### TO-DO LIST
**1)** In the essay on realization and the Stoics, what two states did the Stoics pursue?
**2)** Take the essay on realization and the Stoics further, picking up right after its last paragraph.

### GIVEN TEXT
By John Cowan
Do you know that Einstein realized the truth of the theory of relativity before he proved it? Realization came first. Math came second.
I am struggling to realize something. The Stoics, I recently read, pursued two states. The first was “Inward Collectedness.” Have your depths known and in good order would be my translation. Have your arms around you. And the second was an orientation to the outer world, called “Indifference.” Realize that the outer world has no effect on you. If it does, that is your own doing.
Thousands of words by hundreds of famous people have been written to explain such as that when your son dies it is really not a big deal. I mean everybody dies, get used to it.
The Buddha had a really good buddy on his executive team that everybody liked, let us call him “Sam.” And another, we shall call “Ralph,“ who was smart as a whip. Ralph enjoyed putting Sam down as the stupid, ignorant stub that he was.
There was a woman, not on the team of course, who we shall call “Mary,” who listened to this junk until she could no longer stomach it, and then she read Ralph the riot act. “Heartless clod etc.” He responded, “Hey, it is just the truth you know.”
So she went to Sam and said, “Why do you take this crap?” And he said, “Well it is just the truth you know.”
And of course it was just the truth. Mary left the gang three weeks later. The guys never knew why. My guess is that she did not know why either, she just realized that this situation was deeply wrong. In her gut so to speak, or maybe better, in her womb. (This is recorded in the Pali Canon, the Discourses of the Buddha from about 500 BC Factually reported without comment. I bet the authors of the canon had no idea what this woman’s problem was.)

(Named-object pointing data)

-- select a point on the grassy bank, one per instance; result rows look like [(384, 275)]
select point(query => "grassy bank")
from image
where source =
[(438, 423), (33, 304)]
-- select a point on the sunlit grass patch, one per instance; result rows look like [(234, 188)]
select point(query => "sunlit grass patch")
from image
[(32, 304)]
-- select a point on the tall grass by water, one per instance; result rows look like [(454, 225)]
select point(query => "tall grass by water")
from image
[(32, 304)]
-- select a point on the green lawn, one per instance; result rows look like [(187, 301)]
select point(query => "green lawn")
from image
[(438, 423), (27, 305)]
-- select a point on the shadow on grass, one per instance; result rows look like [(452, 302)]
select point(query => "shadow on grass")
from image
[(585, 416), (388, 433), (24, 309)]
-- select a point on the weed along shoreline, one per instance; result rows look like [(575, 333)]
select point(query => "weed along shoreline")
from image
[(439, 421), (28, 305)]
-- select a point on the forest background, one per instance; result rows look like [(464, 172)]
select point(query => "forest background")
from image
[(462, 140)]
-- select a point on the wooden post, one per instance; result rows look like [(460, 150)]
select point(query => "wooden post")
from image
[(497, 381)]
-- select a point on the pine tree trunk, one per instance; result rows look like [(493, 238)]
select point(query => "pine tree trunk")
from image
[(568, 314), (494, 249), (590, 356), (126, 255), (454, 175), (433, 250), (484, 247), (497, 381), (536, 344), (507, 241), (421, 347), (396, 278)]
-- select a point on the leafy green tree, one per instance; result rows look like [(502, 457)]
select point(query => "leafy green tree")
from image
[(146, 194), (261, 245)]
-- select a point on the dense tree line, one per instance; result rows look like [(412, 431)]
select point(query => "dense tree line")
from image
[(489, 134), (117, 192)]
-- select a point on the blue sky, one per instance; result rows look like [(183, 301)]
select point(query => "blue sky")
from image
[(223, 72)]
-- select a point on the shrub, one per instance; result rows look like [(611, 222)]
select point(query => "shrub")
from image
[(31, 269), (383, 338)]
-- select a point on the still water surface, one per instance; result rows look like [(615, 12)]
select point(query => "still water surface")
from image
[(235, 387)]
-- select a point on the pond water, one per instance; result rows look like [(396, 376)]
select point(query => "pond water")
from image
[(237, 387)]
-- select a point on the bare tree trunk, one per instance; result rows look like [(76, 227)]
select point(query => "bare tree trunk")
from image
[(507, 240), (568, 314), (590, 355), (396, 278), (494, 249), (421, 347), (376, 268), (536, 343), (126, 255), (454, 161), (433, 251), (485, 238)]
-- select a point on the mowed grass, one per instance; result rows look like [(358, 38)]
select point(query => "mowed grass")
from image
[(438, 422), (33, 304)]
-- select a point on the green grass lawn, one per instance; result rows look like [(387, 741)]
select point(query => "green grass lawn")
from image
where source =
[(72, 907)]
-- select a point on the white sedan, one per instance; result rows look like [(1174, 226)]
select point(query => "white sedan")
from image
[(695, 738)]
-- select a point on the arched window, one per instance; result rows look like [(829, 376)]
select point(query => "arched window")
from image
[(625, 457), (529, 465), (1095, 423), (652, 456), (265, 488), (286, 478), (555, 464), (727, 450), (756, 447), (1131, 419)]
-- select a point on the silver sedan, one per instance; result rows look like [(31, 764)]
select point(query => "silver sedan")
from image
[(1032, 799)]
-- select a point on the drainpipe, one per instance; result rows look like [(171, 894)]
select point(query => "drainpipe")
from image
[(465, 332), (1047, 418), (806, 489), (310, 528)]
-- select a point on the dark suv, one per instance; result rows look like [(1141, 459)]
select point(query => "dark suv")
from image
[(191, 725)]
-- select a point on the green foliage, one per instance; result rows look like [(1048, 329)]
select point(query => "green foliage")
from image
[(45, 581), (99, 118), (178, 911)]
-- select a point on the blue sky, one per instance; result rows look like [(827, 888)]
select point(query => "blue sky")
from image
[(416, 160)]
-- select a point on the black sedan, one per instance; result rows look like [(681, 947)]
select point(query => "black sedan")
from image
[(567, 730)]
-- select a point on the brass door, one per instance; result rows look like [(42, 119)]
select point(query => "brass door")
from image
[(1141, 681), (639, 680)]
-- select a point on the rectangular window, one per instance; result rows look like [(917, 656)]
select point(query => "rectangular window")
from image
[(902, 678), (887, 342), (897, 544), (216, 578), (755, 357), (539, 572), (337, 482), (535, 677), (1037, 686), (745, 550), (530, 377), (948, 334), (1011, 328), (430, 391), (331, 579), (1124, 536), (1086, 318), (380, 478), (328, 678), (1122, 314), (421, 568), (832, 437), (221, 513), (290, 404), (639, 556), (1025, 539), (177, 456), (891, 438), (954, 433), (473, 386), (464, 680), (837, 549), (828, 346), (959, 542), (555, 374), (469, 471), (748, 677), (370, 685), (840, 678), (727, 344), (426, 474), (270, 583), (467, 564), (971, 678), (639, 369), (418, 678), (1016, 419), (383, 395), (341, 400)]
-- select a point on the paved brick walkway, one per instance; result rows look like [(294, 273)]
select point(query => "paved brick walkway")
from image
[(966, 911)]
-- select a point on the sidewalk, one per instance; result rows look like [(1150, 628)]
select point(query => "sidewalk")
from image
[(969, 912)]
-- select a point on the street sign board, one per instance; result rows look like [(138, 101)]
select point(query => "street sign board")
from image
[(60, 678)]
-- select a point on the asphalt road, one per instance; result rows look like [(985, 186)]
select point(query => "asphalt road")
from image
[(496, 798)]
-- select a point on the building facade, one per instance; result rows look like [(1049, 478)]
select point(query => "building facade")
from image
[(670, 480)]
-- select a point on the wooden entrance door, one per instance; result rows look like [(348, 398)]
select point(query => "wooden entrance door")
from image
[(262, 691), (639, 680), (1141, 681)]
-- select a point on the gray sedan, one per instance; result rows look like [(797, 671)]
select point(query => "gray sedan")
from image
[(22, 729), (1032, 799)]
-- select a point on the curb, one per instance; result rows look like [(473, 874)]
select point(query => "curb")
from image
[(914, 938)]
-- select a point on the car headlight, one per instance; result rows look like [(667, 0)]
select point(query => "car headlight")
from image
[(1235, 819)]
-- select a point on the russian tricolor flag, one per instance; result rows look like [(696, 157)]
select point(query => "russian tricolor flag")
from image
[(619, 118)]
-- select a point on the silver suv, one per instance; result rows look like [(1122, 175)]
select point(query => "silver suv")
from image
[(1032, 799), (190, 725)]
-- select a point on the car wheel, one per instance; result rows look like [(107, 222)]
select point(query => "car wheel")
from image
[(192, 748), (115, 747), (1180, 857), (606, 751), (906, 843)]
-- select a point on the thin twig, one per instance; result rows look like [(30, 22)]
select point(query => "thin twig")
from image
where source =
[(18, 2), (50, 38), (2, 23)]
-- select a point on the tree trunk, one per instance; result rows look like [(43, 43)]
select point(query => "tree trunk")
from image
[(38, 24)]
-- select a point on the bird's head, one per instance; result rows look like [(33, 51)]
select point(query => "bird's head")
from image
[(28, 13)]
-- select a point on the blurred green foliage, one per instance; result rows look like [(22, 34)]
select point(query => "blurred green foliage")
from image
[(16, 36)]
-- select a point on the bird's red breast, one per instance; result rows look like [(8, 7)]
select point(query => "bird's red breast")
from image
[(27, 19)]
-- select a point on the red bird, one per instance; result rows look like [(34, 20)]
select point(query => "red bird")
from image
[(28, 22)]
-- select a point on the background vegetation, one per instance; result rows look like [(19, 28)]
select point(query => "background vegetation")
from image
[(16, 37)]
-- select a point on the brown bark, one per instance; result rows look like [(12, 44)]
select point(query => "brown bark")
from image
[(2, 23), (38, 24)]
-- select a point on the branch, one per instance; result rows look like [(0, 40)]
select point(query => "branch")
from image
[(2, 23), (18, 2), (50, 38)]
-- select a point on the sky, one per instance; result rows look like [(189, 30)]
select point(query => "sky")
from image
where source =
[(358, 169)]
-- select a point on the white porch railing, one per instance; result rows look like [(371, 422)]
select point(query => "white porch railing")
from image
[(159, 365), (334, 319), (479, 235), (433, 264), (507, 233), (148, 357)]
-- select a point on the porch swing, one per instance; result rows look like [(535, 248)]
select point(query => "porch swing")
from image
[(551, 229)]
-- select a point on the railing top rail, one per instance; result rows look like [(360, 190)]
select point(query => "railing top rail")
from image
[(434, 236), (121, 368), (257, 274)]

### EXPECTED OUTPUTS
**1)** "Inward Collectedness" and "Indifference."

**2)**
Spirituality is not about thinking. It is about realizing. Sometimes thinking can offer a window through which to peek. But nothing happens until in your gut somewhere, (the scriptures says “bowels” a lot,) you realize the truth. Since my bowels do not respond with realization to “indifference” I am considering what I shall mean instead of it. I realize that despite my wishing otherwise the Stoics have something wrong here. I am now working on the math.
And the math says: If you are trying to become impervious to the outside world you are creating an arid monster. However, if you plan on becoming accepting of your reactions including your pain and not adding to the pain by cursing the fact that such things happen, you are creating a mature human being. In the first case you must become insensitive. In the second you remain emotional, capable of joy and sorrow.
The third option is that you allow your emotions to kick you around with no capacity to see them for what they are. From that O lord, deliver me. I think that is what the Stoics were trying to avoid but they avoided it at a terrible price, as do many Buddhists and some Christians.
But not all Buddhists. There is a story of a Zen master of the centuries of mastery who was found weeping on his bed. When asked why he wept, he said, “My son died.” His disciples reminded him that he had taught that everything passes and clinging to what will pass will provoke suffering. He said, “I understand that.” So they asked, “Why then are you weeping?” He responded, “Because my son died.”
My reading of that is that he knows the deep truth that clinging creates suffering but right now he is doing the human thing of clinging to an absent son and he will suffer. Perhaps later he will cling less. The knowledge of the Noble Truth that clinging is the cause of suffering is helpful, but does not stop him choosing to be human.
I am a Christian given to seeing the worth of other religions, and religious people. However my hero died on a cross. A suffering that could have been avoided. Most likely if his love for others had not driven him and he had not preached the Good News in Jerusalem where Rome was alert to the slightest hint of sedition, and the religious leaders were looking for any excuse to drag him down, he would have lived at least to an older age. There is a price tag on love, and it is called suffering.
If I see the picture of a little boy from the other side of the world washed up on a beach, I plan to suffer. How am I so certain of that? It and things like it happen all the time. I have seen such often. My heart breaks. That hurts.
But who would I be if it did not.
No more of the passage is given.